- [Page extract]
Yeah, and I'm looking at myself in particular. I think there's just uh and I'm I'm I'm sure I'm not alone, maybe I am, but uh, there's just a naivety, I think, as well. That uh um there are many out there. I think you've got some some stats around this, around the amount of um the online users that have a form of of the disability. But we have this naivety where everyone just has the same experience regardless. Um I I I this is possibly going to sound quite bad, but I've not gone on a website before and wondered how someone else would use this website that has a disability. And I wonder if I'm alone in that thought process or if actually that is something that is uh front and centre when it comes to decision making within retail.

SPEAKER_01:

Yeah, I mean I don't I don't think it's a malicious act to to kind of deliberately design things to to exclude people. It is, as you say, people just don't know. Um, it's not always part of all education when people are coming into the sector. I think if you look at something like retail and commerce, you've got a lot of startups, fast-paced organization, you've got teams, you know, churning churning resources all the time. So, you know, the the level of awareness maybe just isn't there in some sectors. You've also got in retail, you know, very date-driven, very kind of seasonal campaign driven. You've got the kind of golden quarter of dates that everybody's rushing towards, and sometimes accessibility maybe just gets a little bit pushed down the list of list of priorities for no bad reasons. It's just people maybe don't realize what what they're doing by cutting people.

- [Location annotation dataset excerpts]
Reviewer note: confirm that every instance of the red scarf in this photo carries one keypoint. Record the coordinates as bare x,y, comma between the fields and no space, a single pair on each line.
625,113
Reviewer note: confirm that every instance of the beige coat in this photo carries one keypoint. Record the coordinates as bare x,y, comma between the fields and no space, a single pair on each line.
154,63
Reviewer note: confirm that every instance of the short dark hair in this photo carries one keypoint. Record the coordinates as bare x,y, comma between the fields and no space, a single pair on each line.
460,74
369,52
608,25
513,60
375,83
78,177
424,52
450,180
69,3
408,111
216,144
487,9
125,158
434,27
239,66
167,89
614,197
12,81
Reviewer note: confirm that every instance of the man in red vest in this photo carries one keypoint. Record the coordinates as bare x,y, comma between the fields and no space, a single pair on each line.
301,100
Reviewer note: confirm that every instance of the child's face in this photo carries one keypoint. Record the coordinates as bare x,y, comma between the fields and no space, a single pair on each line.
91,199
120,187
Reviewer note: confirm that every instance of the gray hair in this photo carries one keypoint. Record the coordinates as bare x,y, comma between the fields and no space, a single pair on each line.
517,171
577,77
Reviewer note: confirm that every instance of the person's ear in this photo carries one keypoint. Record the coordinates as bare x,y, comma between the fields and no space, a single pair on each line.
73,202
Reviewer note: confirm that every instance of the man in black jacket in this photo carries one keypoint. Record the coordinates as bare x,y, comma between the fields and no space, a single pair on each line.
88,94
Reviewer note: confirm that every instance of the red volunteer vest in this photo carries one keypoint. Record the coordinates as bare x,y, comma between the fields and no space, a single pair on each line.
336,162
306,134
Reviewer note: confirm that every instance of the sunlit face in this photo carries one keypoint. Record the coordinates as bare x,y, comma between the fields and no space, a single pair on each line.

- [Set of tasks]
[A] Can you summarize the accessibility conversation in two sentences?
[B] Answer these questions on the accessibility conversation:
(i) What has the first speaker never wondered when going on a website?
(ii) What name does the reply give to the dates everybody is rushing toward?
(iii) What kind of organizations does the reply say retail and commerce have a lot of?

- [Solutions below]
[A] One speaker admits to a naivety that assumes everyone has the same experience online and has never considered how someone with a disability would use a website. The reply says exclusion isn't deliberate but comes from low awareness, since accessibility isn't always part of education and fast-paced, date-driven retail can push it down the list of priorities.

[B]
(i) How someone with a disability would use the website.
(ii) The golden quarter.
(iii) Startups.